**Work required:** Your task is to repeat exactly the lines below between the line holding "Target: beige building" and the line holding "Target: white boat", inclusive, and only those.

──────── Data records ────────

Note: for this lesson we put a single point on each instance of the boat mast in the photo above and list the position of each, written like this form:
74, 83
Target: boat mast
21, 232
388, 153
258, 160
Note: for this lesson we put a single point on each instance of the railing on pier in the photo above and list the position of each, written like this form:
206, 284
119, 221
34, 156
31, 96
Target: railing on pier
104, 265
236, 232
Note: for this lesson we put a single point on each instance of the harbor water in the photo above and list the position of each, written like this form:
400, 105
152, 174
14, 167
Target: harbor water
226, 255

────────
──────── Data records ────────

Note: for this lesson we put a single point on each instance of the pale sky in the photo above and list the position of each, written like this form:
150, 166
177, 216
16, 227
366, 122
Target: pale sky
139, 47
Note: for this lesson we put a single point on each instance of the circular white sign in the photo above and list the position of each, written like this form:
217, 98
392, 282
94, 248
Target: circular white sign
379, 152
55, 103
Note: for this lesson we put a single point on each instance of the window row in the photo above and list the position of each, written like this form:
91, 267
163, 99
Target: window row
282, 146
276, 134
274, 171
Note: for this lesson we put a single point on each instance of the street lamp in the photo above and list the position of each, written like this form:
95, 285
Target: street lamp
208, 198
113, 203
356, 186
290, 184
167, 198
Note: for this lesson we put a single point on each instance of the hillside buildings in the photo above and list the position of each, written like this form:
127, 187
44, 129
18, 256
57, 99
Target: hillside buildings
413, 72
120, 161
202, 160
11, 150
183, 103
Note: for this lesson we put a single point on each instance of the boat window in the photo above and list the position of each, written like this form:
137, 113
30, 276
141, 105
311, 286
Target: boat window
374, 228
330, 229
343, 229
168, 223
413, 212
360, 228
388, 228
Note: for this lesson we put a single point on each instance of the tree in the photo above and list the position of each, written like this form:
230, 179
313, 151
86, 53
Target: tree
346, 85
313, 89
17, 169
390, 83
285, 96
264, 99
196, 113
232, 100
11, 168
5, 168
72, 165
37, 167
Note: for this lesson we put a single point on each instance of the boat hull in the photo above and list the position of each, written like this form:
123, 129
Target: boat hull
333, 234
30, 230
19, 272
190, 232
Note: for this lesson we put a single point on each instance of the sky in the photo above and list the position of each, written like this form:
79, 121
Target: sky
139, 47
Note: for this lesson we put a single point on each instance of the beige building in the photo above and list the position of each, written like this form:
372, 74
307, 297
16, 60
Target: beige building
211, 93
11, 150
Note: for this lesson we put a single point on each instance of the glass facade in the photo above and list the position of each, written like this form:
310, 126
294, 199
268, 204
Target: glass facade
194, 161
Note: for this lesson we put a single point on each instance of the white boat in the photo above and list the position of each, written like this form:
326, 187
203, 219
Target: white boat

────────

**Solution:**
Target: beige building
211, 93
11, 150
Note: for this lesson we put a single point on each instance of the glass facade in the photo above and list the position of each, written like this form:
310, 126
294, 199
268, 204
Target: glass facade
194, 161
Note: for this lesson we put a single point on each instance of the white boat in the photo above and list the position of each, written like this form:
326, 187
203, 219
Target: white boat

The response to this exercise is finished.